- QUESTIONS ON THE MATERIAL:
1. According to the passage about Lewis, how long did it take her to get through Duolingo?
2. Write out the passage about Lewis word for word between "Next on Lewis’s" and "changing one’s worldview.", inclusive.

- EXCERPTED PASSAGE:
Like her girls, once she sets her mind to something, Lewis is committed to doing it. It took her two years to get through Duolingo, but she made steady progress. In her grant, she explains how she could read fairly well, and that listening to podcasts had greatly improved her listening skills. Speaking the language, however, was a different story.
“You learn by being thrown into conversation,” she says.
When she got word that she was the recipient of the Lilly grant, it felt like a dream come true. “Learning French got me through the pandemic, so to study French culture in France offered a sort of closure to this two-year time period,” she says.
Thomas also loves to travel. He studies abroad through IUPUI in Greece every summer. This past May he went to Norway to visit his daughter Amalia, who graduated from a university in Trondheim.
Next on Lewis’s travel bucket list is Madagascar, where the official language is French. “Now it’s accessible to me because I speak French,” Lewis says.
She loves to learn, not only to expand her horizons, but also to better understand Avon’s students.
Lewis credits Avon schools for preparing young scholars to spread their wings in this way.
“You work hard in these programs, and with hard work comes self-efficacy,” Lewis says. “I think that’s what my girls got from Avon – a confidence where they felt, ‘I can do this. I can learn this language. I can travel.’”
According to Lewis, the most rewarding aspect of international travel is changing one’s worldview.
“Your world gets bigger, but ultimately the big world gets smaller,” she says.

Items from a data source
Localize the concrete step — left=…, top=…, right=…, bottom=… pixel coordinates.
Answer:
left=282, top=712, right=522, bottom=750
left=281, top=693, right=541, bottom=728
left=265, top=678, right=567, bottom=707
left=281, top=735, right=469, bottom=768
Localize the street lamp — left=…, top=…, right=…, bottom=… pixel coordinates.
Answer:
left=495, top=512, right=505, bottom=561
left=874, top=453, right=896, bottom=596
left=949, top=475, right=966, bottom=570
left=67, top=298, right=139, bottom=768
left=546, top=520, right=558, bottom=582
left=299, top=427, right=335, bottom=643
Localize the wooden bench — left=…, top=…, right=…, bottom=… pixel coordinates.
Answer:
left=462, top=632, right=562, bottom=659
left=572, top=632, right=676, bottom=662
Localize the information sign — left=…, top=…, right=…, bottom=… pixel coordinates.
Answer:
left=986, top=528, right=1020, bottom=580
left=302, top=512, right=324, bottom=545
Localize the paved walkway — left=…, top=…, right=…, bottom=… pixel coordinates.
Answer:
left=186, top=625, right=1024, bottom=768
---
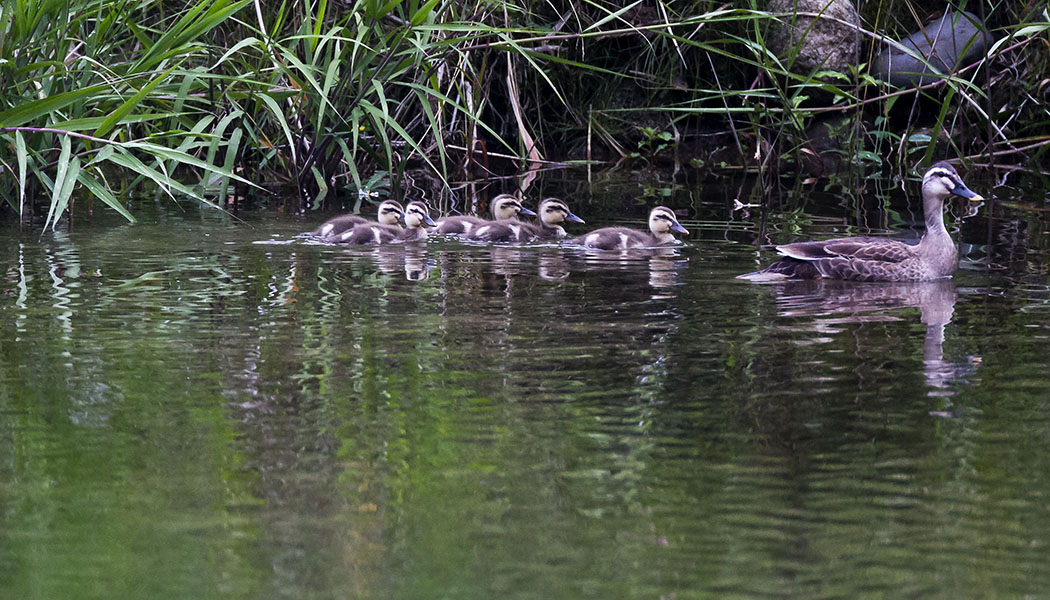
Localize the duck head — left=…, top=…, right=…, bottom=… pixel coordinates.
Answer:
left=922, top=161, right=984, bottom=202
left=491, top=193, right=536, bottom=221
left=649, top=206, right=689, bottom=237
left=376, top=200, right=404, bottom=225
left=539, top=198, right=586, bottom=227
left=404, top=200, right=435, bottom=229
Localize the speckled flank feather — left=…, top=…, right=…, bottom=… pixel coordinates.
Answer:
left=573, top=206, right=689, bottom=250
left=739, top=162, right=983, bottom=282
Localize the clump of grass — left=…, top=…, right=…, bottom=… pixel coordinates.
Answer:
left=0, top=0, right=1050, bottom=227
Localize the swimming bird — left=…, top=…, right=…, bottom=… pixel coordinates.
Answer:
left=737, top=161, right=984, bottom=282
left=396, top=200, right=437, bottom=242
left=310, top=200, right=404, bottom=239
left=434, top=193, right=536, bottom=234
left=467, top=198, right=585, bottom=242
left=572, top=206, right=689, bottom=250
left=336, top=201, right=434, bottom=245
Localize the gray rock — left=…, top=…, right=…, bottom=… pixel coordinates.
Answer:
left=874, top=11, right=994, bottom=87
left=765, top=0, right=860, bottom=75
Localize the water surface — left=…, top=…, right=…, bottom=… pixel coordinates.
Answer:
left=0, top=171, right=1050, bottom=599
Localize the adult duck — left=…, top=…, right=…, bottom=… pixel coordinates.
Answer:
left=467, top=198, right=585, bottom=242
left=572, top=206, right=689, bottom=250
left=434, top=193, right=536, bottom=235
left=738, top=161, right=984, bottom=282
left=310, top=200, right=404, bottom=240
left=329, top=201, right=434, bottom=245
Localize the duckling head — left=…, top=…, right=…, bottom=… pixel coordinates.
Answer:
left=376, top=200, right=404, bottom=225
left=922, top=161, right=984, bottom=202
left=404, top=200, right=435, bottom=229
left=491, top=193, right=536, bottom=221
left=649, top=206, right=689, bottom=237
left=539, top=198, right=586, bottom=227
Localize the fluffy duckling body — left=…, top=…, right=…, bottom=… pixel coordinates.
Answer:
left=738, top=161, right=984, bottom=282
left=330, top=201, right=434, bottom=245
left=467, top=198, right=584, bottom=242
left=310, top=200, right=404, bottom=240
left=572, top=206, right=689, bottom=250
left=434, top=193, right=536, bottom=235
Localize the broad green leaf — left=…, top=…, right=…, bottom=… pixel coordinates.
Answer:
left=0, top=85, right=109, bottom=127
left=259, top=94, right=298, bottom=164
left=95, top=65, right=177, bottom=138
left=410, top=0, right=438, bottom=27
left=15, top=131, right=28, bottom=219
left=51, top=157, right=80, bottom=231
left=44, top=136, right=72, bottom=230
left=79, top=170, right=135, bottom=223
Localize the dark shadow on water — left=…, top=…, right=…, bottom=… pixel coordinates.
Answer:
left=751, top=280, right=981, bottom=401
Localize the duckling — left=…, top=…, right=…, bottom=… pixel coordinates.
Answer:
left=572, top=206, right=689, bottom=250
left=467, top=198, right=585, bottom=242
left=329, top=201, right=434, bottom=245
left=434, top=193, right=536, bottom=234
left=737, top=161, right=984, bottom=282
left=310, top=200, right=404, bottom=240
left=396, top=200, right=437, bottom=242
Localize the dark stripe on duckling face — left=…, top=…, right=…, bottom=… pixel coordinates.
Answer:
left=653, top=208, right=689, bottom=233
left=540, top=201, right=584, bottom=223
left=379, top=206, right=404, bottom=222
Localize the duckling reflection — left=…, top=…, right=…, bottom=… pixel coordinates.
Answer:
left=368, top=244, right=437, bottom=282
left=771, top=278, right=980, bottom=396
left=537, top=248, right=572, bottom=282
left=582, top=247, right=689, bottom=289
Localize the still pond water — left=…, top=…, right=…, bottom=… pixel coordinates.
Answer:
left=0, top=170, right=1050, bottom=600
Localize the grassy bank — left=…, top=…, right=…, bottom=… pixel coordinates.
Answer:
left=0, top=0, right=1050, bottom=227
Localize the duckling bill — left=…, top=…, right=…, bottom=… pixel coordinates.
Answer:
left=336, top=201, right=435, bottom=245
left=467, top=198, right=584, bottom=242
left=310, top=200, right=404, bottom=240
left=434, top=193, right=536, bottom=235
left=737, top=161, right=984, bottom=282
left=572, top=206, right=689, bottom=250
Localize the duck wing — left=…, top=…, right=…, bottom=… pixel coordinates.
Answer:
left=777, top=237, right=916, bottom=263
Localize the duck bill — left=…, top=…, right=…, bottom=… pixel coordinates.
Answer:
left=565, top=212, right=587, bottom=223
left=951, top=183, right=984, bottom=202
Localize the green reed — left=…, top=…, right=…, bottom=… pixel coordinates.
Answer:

- PER-TASK ANSWERS:
1. Two years.

2.
Next on Lewis’s travel bucket list is Madagascar, where the official language is French. “Now it’s accessible to me because I speak French,” Lewis says.
She loves to learn, not only to expand her horizons, but also to better understand Avon’s students.
Lewis credits Avon schools for preparing young scholars to spread their wings in this way.
“You work hard in these programs, and with hard work comes self-efficacy,” Lewis says. “I think that’s what my girls got from Avon – a confidence where they felt, ‘I can do this. I can learn this language. I can travel.’”
According to Lewis, the most rewarding aspect of international travel is changing one’s worldview.